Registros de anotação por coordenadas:
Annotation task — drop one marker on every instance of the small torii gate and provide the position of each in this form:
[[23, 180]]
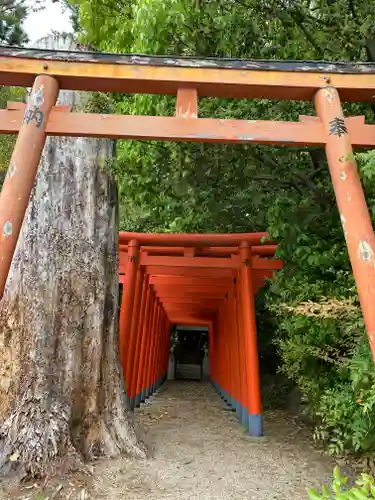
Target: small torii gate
[[326, 84], [194, 279]]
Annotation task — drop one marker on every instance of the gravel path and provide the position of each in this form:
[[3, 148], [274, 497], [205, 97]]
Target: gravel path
[[202, 453]]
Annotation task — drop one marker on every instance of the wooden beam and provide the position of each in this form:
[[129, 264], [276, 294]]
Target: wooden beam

Requisitos da tarefa -
Extraia da listagem, sem nenhuma alteração, as linhas que começam na que contém "of the wooden" e seguem até o fim da listagem, incluindo a primeira e a última.

Resultado do exercício -
Annotation task — drop one marker on every instance of the wooden beam and provide the position of each in this form:
[[129, 264], [276, 294]]
Target: wooden beam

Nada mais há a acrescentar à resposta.